Foto: APA/Horst Ossinger

Der Coach der Gartenflüsterer GmbH hört die Glocke und öffnet dem Gärtner die Tür. Ein paar freundliche Worte, man kennt einander bereits, gespannt hört der Coach, was der Gärtner denn für ein Anliegen hat. Und der fängt auch gleich mit einem Seufzer an. Er schüttelt den Kopf, schaut besorgt drein und seufzt erneut und deutlich hörbar. Der Flüsterer fragt, was denn in ihm vorgehe, woran er gerade denke, da fängt das Lamento des Gärtners auch schon an.

Die ganze Welt beneide ihn für seine Engelstrompeten. Er wäre der einzige Gärtner auf Erden, der eine Engelstrompetenhecke zurechtschneiden und -ziehen konnte. Und riechen könnte man die blühenden Wunder schon am Gersthofer Platzl, zehn Gehminuten entfernt. Aber jetzt, mitten in der schönsten Blüte, scheint alles den Bach runterzugehen. Da fragt der Gartenflüsterer, warum denn alles den Bach runtergehen soll. Und sofort antwortet der ins Narrenkastl starrende Gärtner: Es ist der Frost. Sie hätten für die kommenden Tage Frost angesagt.

Delikates Thema

Frost, um diese Jahreszeit, das darf doch nicht wahr sein, echauffiert sich der Gärtner. Der Gartenflüsterer interveniert und fragt nun, was denn konkret der Frost für den Gärtner und die Engelstrompeten bedeuten würde. Da entsteht langes Schweigen. Der Gartenflüsterer hält das Schweigen aufrecht, er sieht, wie es im Gärtner förmlich arbeitet, und möchte diesen Prozess nicht unterbrechen. Der Gärtner atmet laut und langsam aus, um dann mit einem "Wenn ich das wüsste" zu überraschen. Er hat längst alle Internetsuchmaschinen mit den Begriffen Datura, Frostresistenz, Überwintern gefüttert und in den unterschiedlichsten Foren unterschiedlichste Angaben gefunden.

## Vorliegende Daten:
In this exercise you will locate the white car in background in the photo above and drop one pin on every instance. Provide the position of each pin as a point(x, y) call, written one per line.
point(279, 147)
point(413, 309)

## Aufgaben:
1. Wo kann man die blühenden Engelstrompeten laut dem Gärtner im Textauszug schon riechen?
2. Gib bitte den Abschnitt des Textauszugs wörtlich wieder, der mit "Delikates Thema" beginnt und bis einschließlich "unterschiedlichste Angaben gefunden." reicht.

## Ergebnisse:
1. Am Gersthofer Platzl, zehn Gehminuten entfernt.

2.
Delikates Thema

Frost, um diese Jahreszeit, das darf doch nicht wahr sein, echauffiert sich der Gärtner. Der Gartenflüsterer interveniert und fragt nun, was denn konkret der Frost für den Gärtner und die Engelstrompeten bedeuten würde. Da entsteht langes Schweigen. Der Gartenflüsterer hält das Schweigen aufrecht, er sieht, wie es im Gärtner förmlich arbeitet, und möchte diesen Prozess nicht unterbrechen. Der Gärtner atmet laut und langsam aus, um dann mit einem "Wenn ich das wüsste" zu überraschen. Er hat längst alle Internetsuchmaschinen mit den Begriffen Datura, Frostresistenz, Überwintern gefüttert und in den unterschiedlichsten Foren unterschiedlichste Angaben gefunden.